_What needs to be done_
Answer these questions from the column on "women's work" below.
(a) Which month does the column say offers an opportunity to think about the history of "women's work"?
(b) What does Ellen Fleischmann study?
(c) What kind of work does the column say women have rarely gotten the credit they deserve for?

_Passage_
CLIO TALKS BACK: More about the history of “women’s work”

Women’s history month offers us an opportunity to think about the history of “women’s work.” Clio has long been concerned about this topic, particularly with reference to the issue of money and value. Clio asks: who decides what “value” is, who gets paid for doing what, and why? And how much? Or how little?
We know from examining women’s history that “women’s work” encompasses many tasks (some agreeable and others onerous) for which women have never been paid. So how can some people today still treat paid employment as the sole form of “women’s work”? What planet are they living on?
Clio’s colleague Ellen Fleischmann, who studies the history of women in the Middle East, has signalled another aspect of “women’s work” – another form of unpaid work that women do and have done on behalf of the societies they live in or aspire to create. Let’s hear what she has to say about this question, with respect to the development of nation-states – long a topic in “men’s” political history.. This is “political” work for which women have rarely gotten the credit they deserve, much less any form of pay. This seems to be a universal phenomenon.

_Dataset records_
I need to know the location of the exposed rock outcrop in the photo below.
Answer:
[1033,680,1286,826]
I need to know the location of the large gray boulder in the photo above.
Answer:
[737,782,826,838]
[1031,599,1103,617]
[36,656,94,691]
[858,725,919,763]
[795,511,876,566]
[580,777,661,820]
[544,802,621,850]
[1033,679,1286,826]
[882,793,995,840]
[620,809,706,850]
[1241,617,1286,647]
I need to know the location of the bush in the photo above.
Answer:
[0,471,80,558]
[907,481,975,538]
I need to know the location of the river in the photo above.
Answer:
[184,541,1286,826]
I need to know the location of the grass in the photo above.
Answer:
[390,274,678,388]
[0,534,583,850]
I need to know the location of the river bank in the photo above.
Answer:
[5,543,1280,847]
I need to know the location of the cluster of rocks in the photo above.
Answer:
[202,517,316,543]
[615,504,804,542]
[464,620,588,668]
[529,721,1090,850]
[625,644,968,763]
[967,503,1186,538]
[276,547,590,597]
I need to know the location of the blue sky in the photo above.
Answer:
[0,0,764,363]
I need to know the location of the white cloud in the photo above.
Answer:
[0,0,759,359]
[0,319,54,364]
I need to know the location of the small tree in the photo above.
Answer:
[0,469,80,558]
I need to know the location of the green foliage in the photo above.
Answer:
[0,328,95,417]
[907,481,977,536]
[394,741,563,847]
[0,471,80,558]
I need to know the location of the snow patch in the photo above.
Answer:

_Worked solution_
(a) Women's history month.
(b) The history of women in the Middle East.
(c) "Political" work.